▶ Work to do:
Reproduce every one of the following records verbatim, line by line, without any alteration.
********
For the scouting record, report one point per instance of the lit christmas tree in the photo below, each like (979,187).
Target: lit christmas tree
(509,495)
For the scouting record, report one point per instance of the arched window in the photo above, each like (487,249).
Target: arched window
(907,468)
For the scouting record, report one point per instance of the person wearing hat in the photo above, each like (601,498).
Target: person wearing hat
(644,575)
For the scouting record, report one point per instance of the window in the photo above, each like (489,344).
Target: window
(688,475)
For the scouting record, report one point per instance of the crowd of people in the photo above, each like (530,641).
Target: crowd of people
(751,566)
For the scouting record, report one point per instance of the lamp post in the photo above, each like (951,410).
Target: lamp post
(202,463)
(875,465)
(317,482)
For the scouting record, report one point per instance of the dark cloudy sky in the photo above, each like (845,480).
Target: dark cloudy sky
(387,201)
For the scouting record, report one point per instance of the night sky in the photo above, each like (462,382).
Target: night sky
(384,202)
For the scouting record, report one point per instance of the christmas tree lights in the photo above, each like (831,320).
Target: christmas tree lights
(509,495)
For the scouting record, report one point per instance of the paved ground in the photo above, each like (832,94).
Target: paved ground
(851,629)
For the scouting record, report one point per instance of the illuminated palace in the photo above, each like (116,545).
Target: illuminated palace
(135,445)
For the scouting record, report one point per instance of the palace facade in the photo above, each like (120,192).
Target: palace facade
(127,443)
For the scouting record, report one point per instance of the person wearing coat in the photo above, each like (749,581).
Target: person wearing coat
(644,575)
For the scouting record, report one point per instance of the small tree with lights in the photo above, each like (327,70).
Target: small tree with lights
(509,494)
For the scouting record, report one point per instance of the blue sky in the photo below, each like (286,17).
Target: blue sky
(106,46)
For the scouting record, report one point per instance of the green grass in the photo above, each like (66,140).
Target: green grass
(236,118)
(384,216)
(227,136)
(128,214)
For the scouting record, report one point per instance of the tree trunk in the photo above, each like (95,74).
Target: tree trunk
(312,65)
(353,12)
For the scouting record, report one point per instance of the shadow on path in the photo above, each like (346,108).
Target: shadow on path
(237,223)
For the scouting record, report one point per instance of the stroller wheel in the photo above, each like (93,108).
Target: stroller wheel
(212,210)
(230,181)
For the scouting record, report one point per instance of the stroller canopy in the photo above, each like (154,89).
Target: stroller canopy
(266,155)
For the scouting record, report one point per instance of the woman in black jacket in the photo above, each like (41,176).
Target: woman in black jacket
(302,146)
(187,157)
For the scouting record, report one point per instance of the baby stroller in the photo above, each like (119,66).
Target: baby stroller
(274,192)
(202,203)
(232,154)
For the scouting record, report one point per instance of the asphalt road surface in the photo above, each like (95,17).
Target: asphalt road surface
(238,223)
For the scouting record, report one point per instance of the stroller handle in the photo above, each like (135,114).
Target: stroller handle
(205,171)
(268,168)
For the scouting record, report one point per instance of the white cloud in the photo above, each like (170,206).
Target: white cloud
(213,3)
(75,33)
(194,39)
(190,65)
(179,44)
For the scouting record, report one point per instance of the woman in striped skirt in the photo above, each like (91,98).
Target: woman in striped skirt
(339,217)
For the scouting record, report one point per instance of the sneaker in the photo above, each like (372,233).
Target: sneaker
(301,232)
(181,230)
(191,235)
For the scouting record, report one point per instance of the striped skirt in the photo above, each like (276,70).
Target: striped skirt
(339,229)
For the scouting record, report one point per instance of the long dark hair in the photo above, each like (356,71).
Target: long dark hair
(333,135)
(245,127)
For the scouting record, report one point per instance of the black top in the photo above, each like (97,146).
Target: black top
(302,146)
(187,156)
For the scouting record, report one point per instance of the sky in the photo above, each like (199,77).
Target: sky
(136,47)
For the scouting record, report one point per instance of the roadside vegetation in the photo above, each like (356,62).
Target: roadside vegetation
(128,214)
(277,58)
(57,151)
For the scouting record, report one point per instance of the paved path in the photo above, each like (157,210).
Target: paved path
********
▶ Task output:
For the scouting record, report one point per instance of the lit christmas tree in the photo below, each like (979,187).
Target: lit christmas tree
(509,495)
For the scouting record, report one point per instance of the arched window in the photo above, each like (487,249).
Target: arched window
(907,468)
For the scouting record, report one point per instance of the person wearing hat in the photo above, each like (601,498).
Target: person wearing hat
(644,575)
For the scouting record, report one point per instance of the window in the photo above, each like (489,344).
Target: window
(688,475)
For the scouting record, report one point per instance of the crowd of people in the photo above, each like (530,641).
Target: crowd of people
(751,566)
For the scouting record, report one point per instance of the lamp post in the photo above, each like (951,410).
Target: lamp post
(202,463)
(875,465)
(317,482)
For the scouting record, report one point per instance of the dark cloudy sky in the photo above, each like (845,480).
Target: dark cloudy sky
(387,201)
For the scouting record, report one point per instance of the night sky in the photo above, each like (462,382).
Target: night sky
(384,202)
For the scouting record, report one point per instance of the christmas tree lights in the photo above, each like (831,320).
Target: christmas tree lights
(509,495)
For the scouting record, report one point per instance of the paved ground in the photo above, each like (832,94).
Target: paved ground
(851,629)
For the scouting record, report one point per instance of the illuminated palace in the photo above, each like (116,545).
Target: illuminated palace
(135,445)
For the scouting record, report one point per instance of the palace facade in the photo above, each like (120,192).
Target: palace facade
(127,443)
For the scouting record, report one point per instance of the person wearing coat in the photo above, each like (749,581).
Target: person wearing coat
(644,575)
For the scouting record, report one point per instance of the small tree with lights in the photo above, each like (327,70).
Target: small tree with lights
(509,494)
For the scouting record, report one point per instance of the blue sky in the photo below, each like (286,17).
Target: blue sky
(106,46)
For the scouting record, report one point per instance of the green grass in the photo above, each like (66,140).
Target: green grass
(236,118)
(384,216)
(227,136)
(128,214)
For the scouting record, report one point per instance of the tree trunk in the photo above, each like (95,74).
Target: tree trunk
(312,65)
(353,12)
For the scouting record, report one point per instance of the shadow on path in the photo above, each like (346,108).
Target: shadow on path
(237,223)
For the scouting record, report one point per instance of the stroller wheel in the photo above, each like (93,108).
Target: stroller wheel
(212,210)
(230,181)
For the scouting record, report one point per instance of the stroller canopy in the photo above, each like (154,89).
Target: stroller canopy
(266,155)
For the scouting record, report one point per instance of the woman in black jacket in the photo above, each like (41,176).
Target: woman in black jacket
(302,146)
(187,157)
For the scouting record, report one point per instance of the baby stroller in the photo above, each like (119,66).
Target: baby stroller
(274,192)
(202,203)
(232,154)
For the scouting record, report one point per instance of the asphalt road surface in the photo above, each like (95,17).
Target: asphalt road surface
(238,223)
For the scouting record, report one point per instance of the stroller handle in the photo above, each like (135,114).
Target: stroller handle
(205,171)
(268,168)
For the scouting record, report one point per instance of the white cloud in the photo above, each like (170,206).
Target: white cloud
(213,3)
(75,33)
(194,39)
(190,65)
(179,44)
For the scouting record, report one point per instance of the woman in striped skirt in the photo above, each like (91,98).
Target: woman in striped skirt
(339,217)
For the scouting record, report one point per instance of the sneaker in the photo above, each like (372,233).
Target: sneaker
(301,232)
(181,230)
(191,235)
For the scouting record, report one point per instance of the striped skirt in the photo above, each like (276,70).
Target: striped skirt
(339,229)
For the scouting record, report one point per instance of the long dark hair in the photo above, each like (356,71).
Target: long dark hair
(333,135)
(245,127)
For the scouting record, report one point per instance of the black top in the photo above, each like (97,146).
Target: black top
(302,146)
(187,156)
For the scouting record, report one point per instance of the sky in the photo above, each like (199,77).
Target: sky
(136,47)
For the scouting record, report one point per instance of the roadside vegetation in the photo above, each like (356,62).
Target: roadside vegetation
(128,214)
(277,58)
(57,151)
For the scouting record, report one point per instance of the paved path in the photo above, each like (157,210).
Target: paved path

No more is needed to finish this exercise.